### Action item:
Transcribe the records exactly. Pictures do not belong in the transcription.

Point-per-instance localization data
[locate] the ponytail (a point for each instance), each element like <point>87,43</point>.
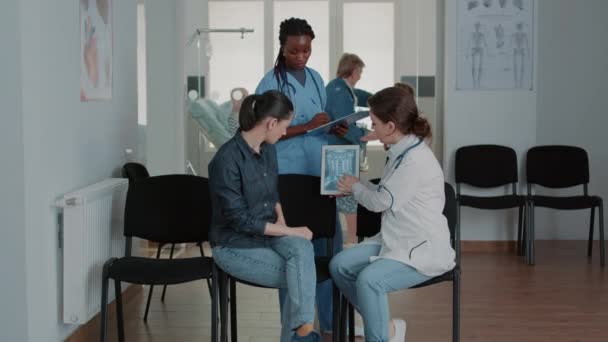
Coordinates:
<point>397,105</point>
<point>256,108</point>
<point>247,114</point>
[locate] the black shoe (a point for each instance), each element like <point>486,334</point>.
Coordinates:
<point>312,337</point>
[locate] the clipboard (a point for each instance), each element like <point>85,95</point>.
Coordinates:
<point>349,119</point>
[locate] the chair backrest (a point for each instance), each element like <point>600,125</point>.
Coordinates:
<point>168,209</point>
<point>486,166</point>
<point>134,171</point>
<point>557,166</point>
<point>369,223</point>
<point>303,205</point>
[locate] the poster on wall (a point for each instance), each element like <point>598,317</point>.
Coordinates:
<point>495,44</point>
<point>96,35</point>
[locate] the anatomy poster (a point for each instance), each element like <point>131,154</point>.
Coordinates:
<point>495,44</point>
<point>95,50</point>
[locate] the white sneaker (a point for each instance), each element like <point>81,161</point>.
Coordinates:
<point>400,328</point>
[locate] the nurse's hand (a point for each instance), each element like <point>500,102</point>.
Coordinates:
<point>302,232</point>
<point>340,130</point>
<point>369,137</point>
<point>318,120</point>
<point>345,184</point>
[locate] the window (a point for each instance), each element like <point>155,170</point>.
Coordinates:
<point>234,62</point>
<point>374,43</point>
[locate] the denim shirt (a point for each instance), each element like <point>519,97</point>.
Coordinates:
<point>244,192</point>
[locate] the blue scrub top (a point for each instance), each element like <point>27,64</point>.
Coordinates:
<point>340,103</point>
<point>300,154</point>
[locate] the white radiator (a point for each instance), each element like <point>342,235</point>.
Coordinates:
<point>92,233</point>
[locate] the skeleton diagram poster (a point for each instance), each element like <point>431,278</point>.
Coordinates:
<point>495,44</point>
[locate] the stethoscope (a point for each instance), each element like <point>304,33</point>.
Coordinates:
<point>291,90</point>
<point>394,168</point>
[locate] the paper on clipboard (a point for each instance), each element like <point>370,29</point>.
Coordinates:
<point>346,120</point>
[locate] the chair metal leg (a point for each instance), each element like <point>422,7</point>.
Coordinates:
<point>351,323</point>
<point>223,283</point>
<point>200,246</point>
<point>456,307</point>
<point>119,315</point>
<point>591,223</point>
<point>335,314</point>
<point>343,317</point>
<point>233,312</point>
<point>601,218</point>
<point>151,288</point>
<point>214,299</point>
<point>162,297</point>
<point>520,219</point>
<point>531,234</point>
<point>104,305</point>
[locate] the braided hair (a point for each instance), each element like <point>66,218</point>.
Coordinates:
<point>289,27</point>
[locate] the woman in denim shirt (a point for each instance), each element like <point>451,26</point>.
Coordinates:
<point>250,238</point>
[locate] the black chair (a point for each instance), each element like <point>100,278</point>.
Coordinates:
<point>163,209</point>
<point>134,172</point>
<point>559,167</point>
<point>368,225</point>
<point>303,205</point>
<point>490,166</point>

### Answer to the problem:
[locate] the ponytail (a point for each instance), each element like <point>87,43</point>.
Coordinates:
<point>397,105</point>
<point>256,108</point>
<point>247,114</point>
[locate] the black shoe (a point for each instance), each element like <point>486,334</point>.
Coordinates:
<point>312,337</point>
[locate] the clipboard (a point for each instance), each element like <point>85,95</point>.
Coordinates:
<point>349,119</point>
[locate] the chair backrest (a point for each instance), each element like <point>600,125</point>.
Coordinates:
<point>168,209</point>
<point>486,166</point>
<point>134,171</point>
<point>557,166</point>
<point>369,223</point>
<point>303,205</point>
[locate] the poster on wall (a point for each instance), each element like <point>598,317</point>.
Coordinates:
<point>495,44</point>
<point>96,35</point>
[locate] the anatomy poster (a point for each instance), each element like <point>131,154</point>.
Coordinates:
<point>495,44</point>
<point>95,50</point>
[locate] the white sneaker (a point for each instance), each element like <point>81,161</point>.
Coordinates:
<point>400,328</point>
[locate] the nurse's hand (a point for each instance), each element like <point>500,102</point>.
Coordinates:
<point>302,232</point>
<point>340,130</point>
<point>369,137</point>
<point>318,120</point>
<point>345,184</point>
[locate] the window (a point for each instance), each element like <point>155,170</point>.
Coordinates:
<point>234,62</point>
<point>374,43</point>
[locate] the denim shirt (a point for each instance), each element like <point>519,97</point>.
Coordinates:
<point>244,192</point>
[locate] the blue scrub top (a point for each instance), each element like <point>27,64</point>.
Coordinates:
<point>340,103</point>
<point>300,154</point>
[locate] the white radiator (a point for each instance), each element like <point>342,235</point>.
Coordinates:
<point>92,233</point>
[locate] the skeleton diagram poster (a point for each instance), each element like <point>431,278</point>.
Coordinates:
<point>495,44</point>
[locate] the stethoscope (a point for each instance), each element like <point>304,33</point>.
Coordinates:
<point>291,90</point>
<point>394,168</point>
[locate] the paper on clipboard (a point for each instance), each element like <point>370,29</point>.
Coordinates:
<point>346,120</point>
[locate] the chair metal leg (a point for each instance), each element like <point>422,7</point>.
Coordinates:
<point>351,323</point>
<point>223,283</point>
<point>200,246</point>
<point>456,307</point>
<point>119,315</point>
<point>591,223</point>
<point>335,314</point>
<point>343,317</point>
<point>233,312</point>
<point>601,218</point>
<point>151,288</point>
<point>214,299</point>
<point>162,297</point>
<point>520,219</point>
<point>531,234</point>
<point>104,305</point>
[locate] the braided hair (a point for each instance), each element like <point>66,218</point>.
Coordinates:
<point>289,27</point>
[locate] the woman in denim shirt (a point for each instance), each element like <point>451,26</point>.
Coordinates:
<point>250,238</point>
[locate] the black chair (a point for each instance), each element like <point>100,278</point>.
Coordinates:
<point>163,209</point>
<point>134,172</point>
<point>559,167</point>
<point>368,225</point>
<point>303,205</point>
<point>490,166</point>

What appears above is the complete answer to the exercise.